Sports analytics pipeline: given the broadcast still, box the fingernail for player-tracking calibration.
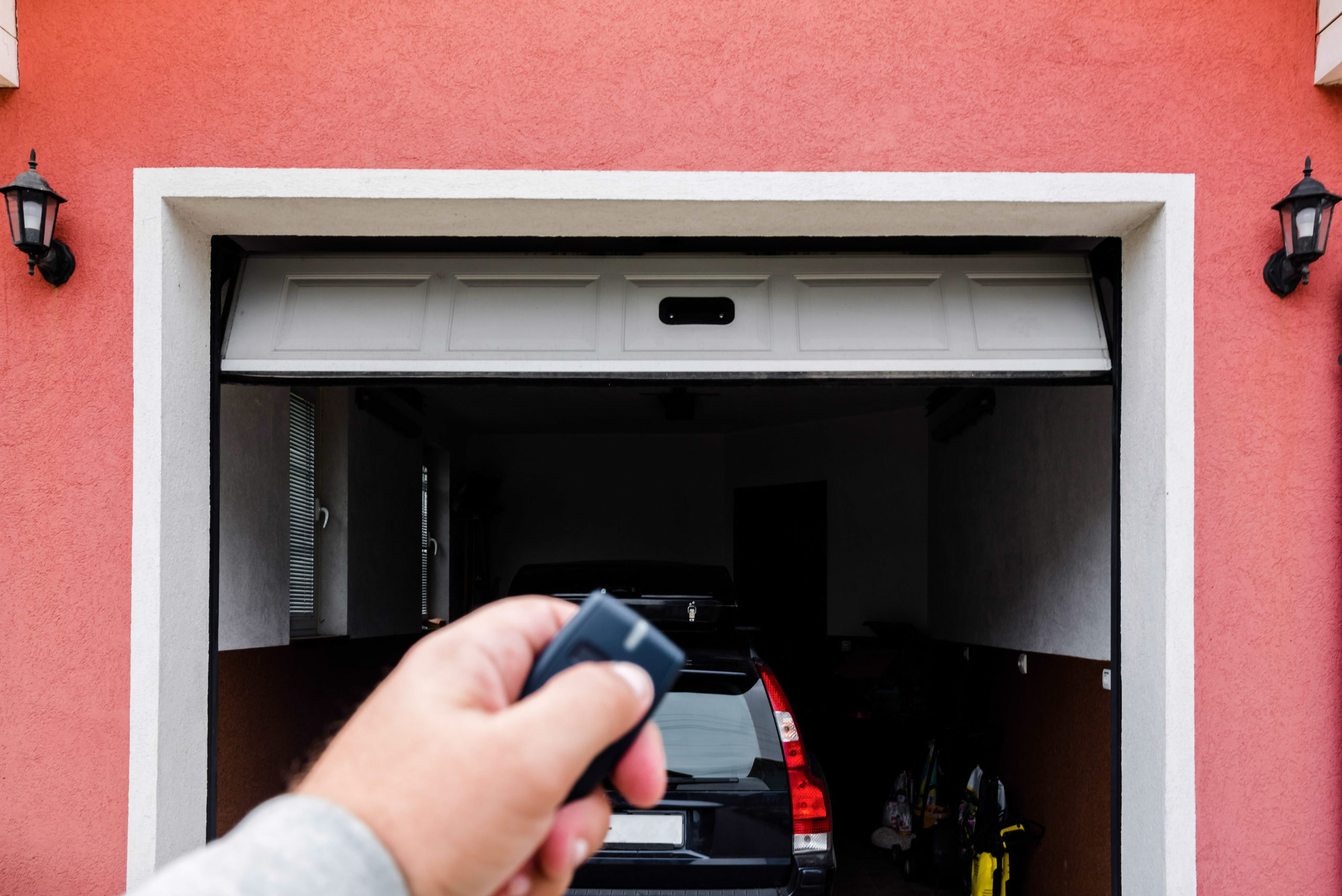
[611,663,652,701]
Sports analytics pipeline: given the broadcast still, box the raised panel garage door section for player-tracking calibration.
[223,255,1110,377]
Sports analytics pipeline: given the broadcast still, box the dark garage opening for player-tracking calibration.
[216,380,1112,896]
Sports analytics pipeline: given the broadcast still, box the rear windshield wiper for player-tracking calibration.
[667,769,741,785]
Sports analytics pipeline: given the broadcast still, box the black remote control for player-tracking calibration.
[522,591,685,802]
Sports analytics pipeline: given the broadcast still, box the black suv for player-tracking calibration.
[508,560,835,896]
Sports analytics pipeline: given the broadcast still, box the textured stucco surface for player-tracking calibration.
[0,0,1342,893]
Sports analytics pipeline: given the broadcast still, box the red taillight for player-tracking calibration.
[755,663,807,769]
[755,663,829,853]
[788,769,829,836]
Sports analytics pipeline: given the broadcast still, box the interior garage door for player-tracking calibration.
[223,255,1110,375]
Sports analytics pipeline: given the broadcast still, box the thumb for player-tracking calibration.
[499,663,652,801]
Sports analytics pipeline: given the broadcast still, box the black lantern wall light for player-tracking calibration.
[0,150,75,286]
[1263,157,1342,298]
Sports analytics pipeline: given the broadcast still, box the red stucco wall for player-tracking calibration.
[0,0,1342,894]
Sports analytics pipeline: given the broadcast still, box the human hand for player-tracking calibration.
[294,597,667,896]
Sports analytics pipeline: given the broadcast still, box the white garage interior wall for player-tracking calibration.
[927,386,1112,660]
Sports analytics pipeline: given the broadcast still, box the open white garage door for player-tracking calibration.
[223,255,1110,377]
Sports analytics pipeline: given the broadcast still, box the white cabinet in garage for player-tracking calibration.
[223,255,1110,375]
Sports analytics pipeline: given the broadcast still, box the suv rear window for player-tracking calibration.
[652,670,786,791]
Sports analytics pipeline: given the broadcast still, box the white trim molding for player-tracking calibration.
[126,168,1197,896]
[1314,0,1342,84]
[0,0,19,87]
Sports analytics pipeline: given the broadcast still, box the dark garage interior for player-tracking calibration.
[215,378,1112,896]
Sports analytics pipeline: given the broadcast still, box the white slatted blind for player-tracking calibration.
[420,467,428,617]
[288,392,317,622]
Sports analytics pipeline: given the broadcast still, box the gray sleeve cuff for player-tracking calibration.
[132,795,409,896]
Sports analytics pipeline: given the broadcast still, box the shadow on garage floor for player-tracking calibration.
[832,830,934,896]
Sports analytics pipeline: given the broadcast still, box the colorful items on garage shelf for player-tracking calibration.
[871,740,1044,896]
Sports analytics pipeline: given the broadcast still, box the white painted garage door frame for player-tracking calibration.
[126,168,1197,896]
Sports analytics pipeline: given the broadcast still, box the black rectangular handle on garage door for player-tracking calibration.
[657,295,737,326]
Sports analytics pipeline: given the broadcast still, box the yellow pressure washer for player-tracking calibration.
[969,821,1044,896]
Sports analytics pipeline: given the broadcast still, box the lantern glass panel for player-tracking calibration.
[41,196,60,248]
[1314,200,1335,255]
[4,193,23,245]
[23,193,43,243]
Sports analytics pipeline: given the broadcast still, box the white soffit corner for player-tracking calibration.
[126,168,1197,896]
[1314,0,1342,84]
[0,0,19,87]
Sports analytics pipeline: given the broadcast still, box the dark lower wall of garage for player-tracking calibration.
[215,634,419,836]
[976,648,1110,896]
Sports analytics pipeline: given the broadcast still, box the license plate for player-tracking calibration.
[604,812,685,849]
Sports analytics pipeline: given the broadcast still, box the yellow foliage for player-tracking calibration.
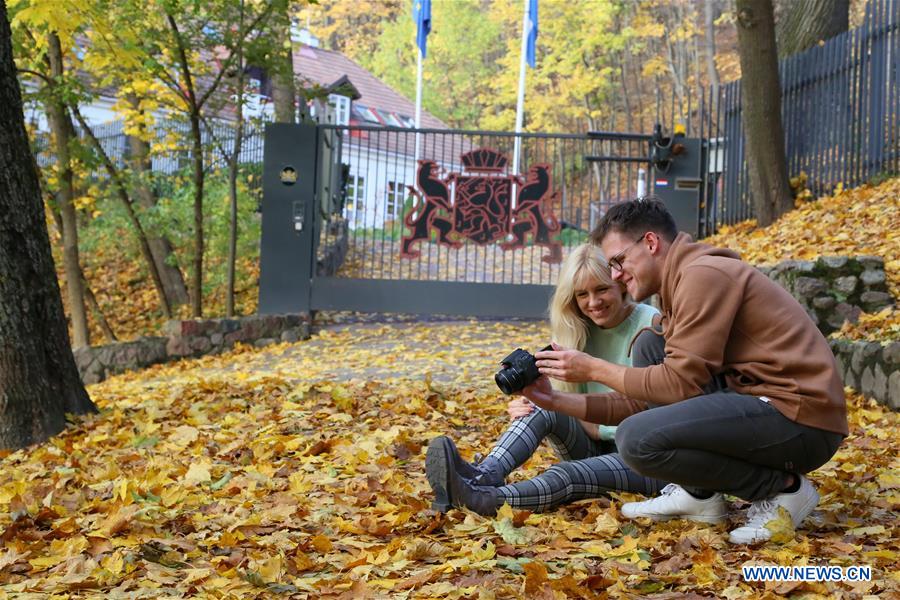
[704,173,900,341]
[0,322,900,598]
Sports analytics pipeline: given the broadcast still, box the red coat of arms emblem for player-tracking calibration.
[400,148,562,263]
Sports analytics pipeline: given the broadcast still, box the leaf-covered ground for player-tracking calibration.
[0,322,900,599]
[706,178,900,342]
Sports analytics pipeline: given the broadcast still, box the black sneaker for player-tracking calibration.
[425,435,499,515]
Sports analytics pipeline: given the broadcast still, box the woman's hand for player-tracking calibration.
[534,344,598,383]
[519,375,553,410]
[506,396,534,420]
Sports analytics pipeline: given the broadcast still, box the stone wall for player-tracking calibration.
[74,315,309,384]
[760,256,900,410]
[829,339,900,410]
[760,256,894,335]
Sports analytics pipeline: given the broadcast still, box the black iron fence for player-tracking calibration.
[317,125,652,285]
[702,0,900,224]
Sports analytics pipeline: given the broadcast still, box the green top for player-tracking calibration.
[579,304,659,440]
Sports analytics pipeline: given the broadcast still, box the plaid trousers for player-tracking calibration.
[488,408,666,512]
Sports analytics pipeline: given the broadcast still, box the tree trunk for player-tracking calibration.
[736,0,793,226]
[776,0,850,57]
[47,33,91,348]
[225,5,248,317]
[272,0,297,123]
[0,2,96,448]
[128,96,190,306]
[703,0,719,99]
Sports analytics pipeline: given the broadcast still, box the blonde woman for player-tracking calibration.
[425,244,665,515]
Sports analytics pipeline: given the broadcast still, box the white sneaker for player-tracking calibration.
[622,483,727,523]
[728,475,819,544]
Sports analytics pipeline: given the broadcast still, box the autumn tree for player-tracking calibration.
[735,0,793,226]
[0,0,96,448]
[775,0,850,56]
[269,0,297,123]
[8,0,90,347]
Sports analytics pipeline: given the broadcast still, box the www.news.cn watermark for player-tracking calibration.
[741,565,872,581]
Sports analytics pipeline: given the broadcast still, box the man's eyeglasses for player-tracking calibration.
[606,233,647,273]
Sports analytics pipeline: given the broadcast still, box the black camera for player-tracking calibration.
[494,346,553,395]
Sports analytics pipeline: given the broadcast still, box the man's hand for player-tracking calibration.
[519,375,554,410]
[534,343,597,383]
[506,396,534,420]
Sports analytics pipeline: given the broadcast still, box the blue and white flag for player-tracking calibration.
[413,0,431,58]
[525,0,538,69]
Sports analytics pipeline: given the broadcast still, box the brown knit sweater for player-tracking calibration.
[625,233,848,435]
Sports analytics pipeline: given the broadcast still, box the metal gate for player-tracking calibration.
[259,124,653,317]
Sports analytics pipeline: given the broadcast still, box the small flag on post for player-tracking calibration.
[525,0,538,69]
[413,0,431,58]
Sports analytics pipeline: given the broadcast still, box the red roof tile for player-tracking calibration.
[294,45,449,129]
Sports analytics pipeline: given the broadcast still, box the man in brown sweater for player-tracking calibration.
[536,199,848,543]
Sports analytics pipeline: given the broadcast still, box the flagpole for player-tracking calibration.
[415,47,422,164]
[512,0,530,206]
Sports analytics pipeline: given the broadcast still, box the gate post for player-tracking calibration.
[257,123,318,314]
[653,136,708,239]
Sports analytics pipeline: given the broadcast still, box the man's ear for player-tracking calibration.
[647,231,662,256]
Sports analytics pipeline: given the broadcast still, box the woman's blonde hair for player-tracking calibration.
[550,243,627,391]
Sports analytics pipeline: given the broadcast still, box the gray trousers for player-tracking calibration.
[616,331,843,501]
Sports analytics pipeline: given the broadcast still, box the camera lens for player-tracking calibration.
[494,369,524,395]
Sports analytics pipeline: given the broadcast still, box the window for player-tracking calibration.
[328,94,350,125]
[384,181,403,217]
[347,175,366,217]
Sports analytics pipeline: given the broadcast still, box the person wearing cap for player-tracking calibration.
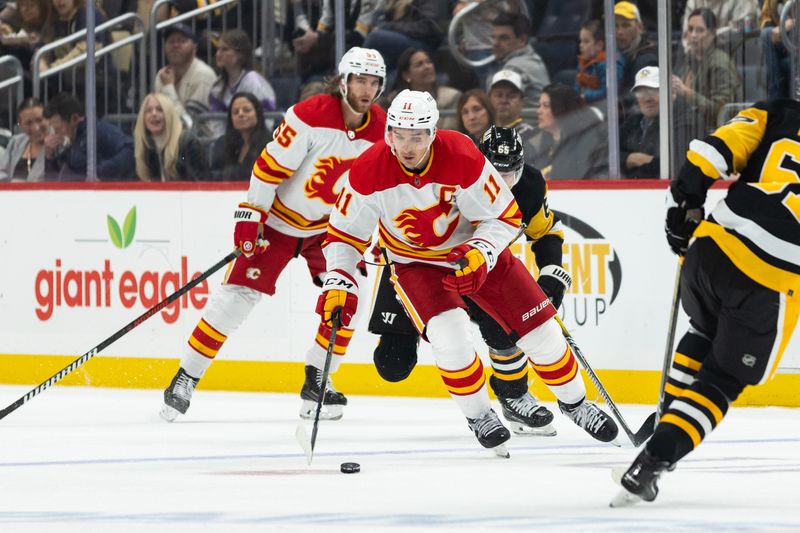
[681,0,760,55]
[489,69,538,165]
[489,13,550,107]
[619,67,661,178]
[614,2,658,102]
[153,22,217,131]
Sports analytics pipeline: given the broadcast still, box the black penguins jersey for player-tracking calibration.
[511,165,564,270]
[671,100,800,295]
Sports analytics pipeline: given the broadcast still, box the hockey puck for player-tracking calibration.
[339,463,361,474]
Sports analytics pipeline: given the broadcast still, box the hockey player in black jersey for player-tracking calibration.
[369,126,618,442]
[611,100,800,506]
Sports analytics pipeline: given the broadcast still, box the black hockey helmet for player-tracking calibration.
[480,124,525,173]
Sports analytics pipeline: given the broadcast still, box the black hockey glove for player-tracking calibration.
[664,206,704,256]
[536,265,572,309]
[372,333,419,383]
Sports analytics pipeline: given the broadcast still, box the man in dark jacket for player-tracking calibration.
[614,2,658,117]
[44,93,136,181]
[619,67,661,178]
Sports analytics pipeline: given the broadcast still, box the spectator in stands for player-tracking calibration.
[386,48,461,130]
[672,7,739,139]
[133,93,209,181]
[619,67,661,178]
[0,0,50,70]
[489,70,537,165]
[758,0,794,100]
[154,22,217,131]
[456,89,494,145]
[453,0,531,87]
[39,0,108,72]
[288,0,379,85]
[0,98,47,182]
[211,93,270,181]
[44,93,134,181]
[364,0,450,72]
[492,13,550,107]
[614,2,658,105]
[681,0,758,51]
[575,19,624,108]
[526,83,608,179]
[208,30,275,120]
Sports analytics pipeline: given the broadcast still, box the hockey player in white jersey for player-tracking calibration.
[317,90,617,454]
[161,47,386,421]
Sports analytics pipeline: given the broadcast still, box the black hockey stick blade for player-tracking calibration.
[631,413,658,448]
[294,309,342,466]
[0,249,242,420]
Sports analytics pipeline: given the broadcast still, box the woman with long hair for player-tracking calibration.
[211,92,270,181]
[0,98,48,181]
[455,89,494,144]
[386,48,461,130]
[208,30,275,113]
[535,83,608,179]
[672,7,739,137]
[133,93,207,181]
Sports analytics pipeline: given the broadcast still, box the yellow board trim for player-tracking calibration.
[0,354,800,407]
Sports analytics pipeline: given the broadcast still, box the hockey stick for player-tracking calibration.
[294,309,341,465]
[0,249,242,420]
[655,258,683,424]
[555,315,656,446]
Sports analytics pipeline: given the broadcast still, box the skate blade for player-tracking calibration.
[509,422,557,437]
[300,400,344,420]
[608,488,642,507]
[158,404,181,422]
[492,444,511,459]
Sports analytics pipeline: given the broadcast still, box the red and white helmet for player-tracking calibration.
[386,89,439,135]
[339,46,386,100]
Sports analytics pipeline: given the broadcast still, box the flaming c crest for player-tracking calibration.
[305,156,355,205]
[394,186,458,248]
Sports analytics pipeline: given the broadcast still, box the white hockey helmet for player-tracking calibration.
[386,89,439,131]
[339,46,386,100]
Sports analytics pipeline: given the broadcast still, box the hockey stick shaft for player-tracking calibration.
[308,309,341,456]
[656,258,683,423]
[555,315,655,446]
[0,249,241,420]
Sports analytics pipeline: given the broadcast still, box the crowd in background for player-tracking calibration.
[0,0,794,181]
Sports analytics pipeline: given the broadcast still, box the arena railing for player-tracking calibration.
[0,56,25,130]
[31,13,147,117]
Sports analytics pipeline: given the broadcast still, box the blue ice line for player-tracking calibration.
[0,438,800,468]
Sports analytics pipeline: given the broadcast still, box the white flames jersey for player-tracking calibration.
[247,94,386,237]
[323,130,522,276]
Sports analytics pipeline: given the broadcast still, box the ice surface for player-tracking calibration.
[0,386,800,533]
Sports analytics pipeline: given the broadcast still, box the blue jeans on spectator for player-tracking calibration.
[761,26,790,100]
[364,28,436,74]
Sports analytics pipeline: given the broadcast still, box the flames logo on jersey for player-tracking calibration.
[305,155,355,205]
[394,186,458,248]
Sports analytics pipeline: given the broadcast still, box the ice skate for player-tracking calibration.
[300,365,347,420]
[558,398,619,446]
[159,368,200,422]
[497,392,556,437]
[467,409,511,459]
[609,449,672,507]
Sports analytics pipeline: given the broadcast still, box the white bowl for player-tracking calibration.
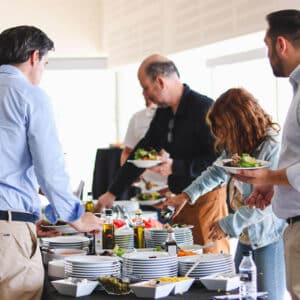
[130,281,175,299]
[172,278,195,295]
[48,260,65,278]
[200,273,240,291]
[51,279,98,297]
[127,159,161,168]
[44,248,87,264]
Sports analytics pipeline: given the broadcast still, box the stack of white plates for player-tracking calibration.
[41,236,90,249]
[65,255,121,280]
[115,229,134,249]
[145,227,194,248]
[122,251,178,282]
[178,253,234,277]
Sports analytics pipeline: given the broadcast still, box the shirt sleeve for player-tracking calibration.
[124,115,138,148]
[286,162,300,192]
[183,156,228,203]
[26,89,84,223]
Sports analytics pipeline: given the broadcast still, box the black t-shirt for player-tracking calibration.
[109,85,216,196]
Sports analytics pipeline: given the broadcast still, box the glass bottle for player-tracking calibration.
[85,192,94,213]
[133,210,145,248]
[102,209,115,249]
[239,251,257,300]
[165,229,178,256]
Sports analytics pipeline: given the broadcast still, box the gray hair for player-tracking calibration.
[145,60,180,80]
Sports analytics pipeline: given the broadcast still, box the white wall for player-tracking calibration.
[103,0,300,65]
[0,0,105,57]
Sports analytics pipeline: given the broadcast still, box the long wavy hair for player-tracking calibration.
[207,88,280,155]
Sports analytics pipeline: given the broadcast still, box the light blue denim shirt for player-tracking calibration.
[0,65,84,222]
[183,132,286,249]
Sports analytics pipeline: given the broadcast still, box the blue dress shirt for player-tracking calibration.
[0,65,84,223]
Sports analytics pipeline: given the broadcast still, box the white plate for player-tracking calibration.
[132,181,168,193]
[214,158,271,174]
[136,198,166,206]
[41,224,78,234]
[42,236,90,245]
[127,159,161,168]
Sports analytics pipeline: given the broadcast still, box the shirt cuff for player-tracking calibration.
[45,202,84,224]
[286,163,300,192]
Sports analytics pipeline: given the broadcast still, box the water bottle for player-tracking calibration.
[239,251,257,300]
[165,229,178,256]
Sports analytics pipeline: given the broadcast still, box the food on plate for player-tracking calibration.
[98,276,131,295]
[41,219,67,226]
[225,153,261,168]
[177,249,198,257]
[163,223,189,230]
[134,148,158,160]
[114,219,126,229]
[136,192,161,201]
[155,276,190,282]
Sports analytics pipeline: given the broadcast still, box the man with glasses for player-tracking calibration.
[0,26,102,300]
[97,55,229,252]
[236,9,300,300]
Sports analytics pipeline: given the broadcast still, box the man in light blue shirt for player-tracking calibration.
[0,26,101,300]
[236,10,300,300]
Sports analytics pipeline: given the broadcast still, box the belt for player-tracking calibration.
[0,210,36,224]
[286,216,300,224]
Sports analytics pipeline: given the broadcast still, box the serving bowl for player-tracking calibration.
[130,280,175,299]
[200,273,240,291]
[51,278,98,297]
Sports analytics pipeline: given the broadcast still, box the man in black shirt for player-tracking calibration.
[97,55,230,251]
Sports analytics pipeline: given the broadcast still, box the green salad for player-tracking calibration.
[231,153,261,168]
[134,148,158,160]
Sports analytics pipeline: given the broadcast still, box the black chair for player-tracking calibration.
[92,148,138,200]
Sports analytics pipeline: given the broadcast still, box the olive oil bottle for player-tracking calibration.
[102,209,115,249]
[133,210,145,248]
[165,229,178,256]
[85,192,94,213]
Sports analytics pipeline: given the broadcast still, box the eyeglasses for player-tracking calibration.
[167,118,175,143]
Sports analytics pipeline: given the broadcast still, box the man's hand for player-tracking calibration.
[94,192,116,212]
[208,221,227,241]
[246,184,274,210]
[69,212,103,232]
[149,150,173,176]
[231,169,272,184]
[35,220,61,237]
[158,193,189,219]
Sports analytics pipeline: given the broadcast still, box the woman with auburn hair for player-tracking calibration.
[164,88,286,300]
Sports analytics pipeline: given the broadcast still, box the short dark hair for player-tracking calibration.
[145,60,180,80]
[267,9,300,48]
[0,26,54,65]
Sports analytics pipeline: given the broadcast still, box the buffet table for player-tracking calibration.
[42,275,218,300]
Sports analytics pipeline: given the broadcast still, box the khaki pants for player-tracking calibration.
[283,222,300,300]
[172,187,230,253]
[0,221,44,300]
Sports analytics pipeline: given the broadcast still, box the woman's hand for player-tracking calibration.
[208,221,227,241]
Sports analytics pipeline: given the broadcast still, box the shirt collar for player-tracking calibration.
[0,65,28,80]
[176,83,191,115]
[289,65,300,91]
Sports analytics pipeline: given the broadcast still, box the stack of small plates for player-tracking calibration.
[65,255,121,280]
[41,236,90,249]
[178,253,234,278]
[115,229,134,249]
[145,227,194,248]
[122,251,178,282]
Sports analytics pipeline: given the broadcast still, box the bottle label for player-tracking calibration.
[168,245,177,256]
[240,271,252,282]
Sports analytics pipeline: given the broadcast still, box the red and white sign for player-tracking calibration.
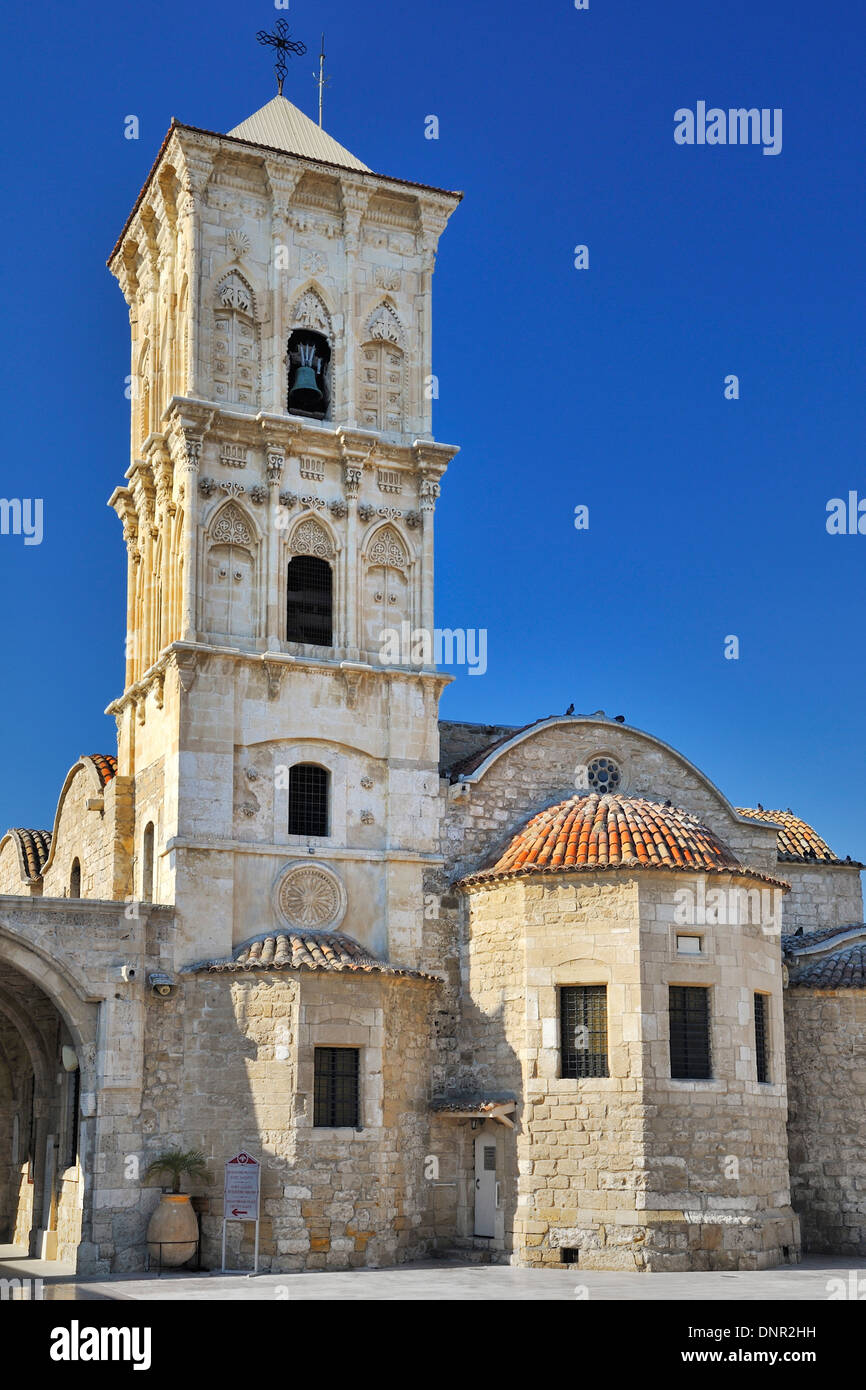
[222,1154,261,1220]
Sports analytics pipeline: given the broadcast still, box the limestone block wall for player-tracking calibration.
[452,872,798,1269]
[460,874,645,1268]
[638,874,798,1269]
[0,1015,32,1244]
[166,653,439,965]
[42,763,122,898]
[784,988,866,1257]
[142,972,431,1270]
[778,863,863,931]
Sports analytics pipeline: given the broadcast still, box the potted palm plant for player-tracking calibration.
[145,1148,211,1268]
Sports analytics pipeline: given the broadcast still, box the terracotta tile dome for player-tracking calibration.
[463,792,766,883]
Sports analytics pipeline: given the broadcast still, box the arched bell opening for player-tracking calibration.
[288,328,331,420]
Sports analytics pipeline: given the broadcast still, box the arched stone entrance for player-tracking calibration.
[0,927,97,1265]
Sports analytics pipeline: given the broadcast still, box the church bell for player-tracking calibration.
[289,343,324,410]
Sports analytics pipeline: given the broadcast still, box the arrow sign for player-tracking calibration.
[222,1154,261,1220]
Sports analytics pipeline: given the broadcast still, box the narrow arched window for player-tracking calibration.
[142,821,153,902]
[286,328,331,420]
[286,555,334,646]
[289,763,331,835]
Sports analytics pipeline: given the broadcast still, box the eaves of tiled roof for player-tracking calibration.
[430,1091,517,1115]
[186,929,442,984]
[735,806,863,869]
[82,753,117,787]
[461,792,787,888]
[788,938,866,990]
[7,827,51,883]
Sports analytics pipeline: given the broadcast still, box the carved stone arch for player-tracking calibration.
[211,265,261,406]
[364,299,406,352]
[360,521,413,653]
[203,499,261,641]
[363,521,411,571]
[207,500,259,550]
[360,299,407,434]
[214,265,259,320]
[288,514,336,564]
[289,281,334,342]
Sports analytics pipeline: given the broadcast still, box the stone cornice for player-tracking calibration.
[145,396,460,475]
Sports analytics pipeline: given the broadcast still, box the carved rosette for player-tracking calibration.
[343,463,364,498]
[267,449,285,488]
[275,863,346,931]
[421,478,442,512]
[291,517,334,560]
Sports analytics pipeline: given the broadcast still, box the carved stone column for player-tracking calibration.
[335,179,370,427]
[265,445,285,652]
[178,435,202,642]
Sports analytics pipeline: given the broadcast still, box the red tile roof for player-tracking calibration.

--------------------------------

Stated problem:
Format the part of the listing that opens with the line containing "garage opening for player-tracking calibration." and closes with the line containing "[508,560,835,896]" as a two-column CSV with the headers instruction and box. Give one row per instruction and its box, with each value in a single quoted field and line breaks turned into spaces.

Solved problem:
instruction,box
"Sports analytics pipeline: given the broadcast still, box the dark garage opening for player-tracking calibration.","[216,380,1112,896]"
"Sports analytics pipeline: given the broadcast still, box the rear windshield wiper for player-tracking calibration.","[667,769,741,785]"
"Sports analytics pipeline: given the broadcast still, box the black remote control for player-tracking calibration.","[522,591,685,802]"
"Sports analytics pipeline: given the broadcast still, box the black suv for player-tracking calibration.","[508,560,835,896]"